→ **TRECHO DO DOCUMENTO**
* * *

Parágrafo único. Entende-se como prova incontestável de eliminação ou neutralização dos riscos pelo uso de EPI, citado no Parecer CONJUR/MPS/Nº 616/2010, de 23 de dezembro de 2010, o cumprimento do disposto neste artigo.”
Portanto, é imperativo comprovar a eliminação ou neutralização dos riscos para que o Equipamento de Proteção Individual (EPI) seja considerado eficaz, de forma inequívoca, em conformidade com os requisitos estabelecidos pela administração previdenciária. Em caso de divergência ou dúvida quanto à real eficácia do EPI, a conclusão deverá ser favorável ao autor, em observância ao standard probatório rebaixado, conforme orientação estabelecida pelo C. Supremo Tribunal Federal (Tema 555 da Repercussão Geral, ARE 664.335, Rel. Min. Luiz Fux, Tribunal Pleno, julgado em 4 /12/2014).

* * *

→ **INFORMAÇÕES**
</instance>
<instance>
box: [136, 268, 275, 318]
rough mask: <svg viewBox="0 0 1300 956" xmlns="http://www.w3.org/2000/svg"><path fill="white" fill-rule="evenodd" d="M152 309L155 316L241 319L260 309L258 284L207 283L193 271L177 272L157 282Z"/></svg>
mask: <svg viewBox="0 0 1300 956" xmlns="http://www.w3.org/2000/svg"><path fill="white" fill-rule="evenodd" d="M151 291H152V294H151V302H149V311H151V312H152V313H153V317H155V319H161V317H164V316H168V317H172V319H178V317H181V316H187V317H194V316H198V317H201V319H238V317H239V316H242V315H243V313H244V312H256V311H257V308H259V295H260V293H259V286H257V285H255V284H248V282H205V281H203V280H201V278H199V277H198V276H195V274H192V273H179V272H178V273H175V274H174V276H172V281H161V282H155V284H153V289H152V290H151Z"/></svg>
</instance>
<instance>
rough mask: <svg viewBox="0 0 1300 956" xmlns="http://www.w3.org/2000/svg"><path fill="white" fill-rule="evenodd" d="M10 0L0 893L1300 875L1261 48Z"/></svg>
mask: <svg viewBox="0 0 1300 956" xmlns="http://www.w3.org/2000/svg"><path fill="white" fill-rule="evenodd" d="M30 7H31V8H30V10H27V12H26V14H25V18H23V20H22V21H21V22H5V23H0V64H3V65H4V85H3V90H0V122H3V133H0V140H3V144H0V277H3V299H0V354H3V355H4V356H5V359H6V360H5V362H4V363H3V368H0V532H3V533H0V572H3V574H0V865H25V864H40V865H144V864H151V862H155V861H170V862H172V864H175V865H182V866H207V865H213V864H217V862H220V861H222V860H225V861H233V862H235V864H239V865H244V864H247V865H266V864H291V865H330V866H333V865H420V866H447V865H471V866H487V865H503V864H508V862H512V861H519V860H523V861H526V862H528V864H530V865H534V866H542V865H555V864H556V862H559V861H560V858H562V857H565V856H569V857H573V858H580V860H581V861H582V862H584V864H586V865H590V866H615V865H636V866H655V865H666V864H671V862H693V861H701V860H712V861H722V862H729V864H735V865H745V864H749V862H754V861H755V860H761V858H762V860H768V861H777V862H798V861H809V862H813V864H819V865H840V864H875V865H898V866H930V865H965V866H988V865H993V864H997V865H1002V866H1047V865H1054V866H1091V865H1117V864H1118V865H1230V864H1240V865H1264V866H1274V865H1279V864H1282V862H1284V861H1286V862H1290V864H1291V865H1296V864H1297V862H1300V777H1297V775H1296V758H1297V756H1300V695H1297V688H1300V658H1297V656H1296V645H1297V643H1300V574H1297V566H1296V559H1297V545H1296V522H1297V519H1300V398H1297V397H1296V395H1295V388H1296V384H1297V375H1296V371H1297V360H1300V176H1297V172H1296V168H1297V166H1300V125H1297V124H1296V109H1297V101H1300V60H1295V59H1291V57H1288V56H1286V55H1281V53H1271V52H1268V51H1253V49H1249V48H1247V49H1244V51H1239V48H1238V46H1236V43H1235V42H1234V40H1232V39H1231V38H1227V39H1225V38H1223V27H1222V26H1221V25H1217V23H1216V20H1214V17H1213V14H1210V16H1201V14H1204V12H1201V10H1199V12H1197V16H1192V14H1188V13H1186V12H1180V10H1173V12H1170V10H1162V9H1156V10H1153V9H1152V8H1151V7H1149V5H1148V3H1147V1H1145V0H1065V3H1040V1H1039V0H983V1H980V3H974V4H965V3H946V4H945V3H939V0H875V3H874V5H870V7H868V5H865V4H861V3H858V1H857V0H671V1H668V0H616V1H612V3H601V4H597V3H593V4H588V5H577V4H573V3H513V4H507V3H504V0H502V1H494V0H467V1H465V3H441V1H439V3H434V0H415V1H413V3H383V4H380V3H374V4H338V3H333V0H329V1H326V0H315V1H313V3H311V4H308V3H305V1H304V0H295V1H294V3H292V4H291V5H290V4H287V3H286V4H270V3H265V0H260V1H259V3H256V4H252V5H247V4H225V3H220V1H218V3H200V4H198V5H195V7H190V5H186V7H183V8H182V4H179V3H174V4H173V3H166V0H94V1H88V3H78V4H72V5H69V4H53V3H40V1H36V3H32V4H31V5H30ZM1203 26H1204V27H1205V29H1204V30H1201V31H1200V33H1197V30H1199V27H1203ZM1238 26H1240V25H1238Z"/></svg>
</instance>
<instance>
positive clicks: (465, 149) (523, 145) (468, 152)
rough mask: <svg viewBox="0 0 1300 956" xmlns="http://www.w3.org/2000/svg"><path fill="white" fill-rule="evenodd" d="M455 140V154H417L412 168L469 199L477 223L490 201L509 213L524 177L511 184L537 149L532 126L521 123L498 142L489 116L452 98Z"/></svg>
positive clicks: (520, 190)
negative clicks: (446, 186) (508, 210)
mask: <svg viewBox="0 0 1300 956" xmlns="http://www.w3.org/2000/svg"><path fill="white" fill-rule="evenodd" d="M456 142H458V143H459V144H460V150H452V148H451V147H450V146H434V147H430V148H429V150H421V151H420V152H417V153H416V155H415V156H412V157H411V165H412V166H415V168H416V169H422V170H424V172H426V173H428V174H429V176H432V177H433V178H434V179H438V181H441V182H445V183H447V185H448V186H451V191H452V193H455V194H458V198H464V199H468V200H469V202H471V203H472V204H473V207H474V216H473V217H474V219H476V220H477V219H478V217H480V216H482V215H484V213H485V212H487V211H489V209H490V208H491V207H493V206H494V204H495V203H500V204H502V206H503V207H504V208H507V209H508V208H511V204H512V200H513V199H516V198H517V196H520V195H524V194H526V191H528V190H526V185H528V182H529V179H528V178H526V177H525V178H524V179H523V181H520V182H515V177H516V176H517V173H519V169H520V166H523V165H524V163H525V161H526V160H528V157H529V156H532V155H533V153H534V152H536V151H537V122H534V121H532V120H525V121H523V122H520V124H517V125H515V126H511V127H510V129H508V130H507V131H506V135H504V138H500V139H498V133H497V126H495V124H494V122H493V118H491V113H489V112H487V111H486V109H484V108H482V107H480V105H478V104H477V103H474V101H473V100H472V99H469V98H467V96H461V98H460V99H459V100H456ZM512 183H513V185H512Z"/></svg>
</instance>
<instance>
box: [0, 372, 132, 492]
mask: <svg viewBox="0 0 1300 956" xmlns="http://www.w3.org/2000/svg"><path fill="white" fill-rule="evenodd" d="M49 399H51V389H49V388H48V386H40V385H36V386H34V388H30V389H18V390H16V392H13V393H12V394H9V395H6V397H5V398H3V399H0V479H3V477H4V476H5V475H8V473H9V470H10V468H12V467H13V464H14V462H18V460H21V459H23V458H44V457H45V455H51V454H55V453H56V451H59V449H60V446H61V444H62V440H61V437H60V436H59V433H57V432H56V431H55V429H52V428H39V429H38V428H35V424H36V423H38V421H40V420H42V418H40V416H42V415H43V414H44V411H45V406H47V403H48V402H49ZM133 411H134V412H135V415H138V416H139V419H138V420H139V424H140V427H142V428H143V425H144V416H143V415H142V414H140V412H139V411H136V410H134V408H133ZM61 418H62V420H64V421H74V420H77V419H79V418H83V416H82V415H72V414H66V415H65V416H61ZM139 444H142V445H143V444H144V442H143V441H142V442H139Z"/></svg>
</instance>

* * *

Transcreva o trecho do documento a partir das palavras "Parágrafo único. Entende-se" e pare depois de "em 4 /12/2014).". Na transcrição, troque "riscos" por "perigos".

Parágrafo único. Entende-se como prova incontestável de eliminação ou neutralização dos perigos pelo uso de EPI, citado no Parecer CONJUR/MPS/Nº 616/2010, de 23 de dezembro de 2010, o cumprimento do disposto neste artigo.”
Portanto, é imperativo comprovar a eliminação ou neutralização dos perigos para que o Equipamento de Proteção Individual (EPI) seja considerado eficaz, de forma inequívoca, em conformidade com os requisitos estabelecidos pela administração previdenciária. Em caso de divergência ou dúvida quanto à real eficácia do EPI, a conclusão deverá ser favorável ao autor, em observância ao standard probatório rebaixado, conforme orientação estabelecida pelo C. Supremo Tribunal Federal (Tema 555 da Repercussão Geral, ARE 664.335, Rel. Min. Luiz Fux, Tribunal Pleno, julgado em 4 /12/2014).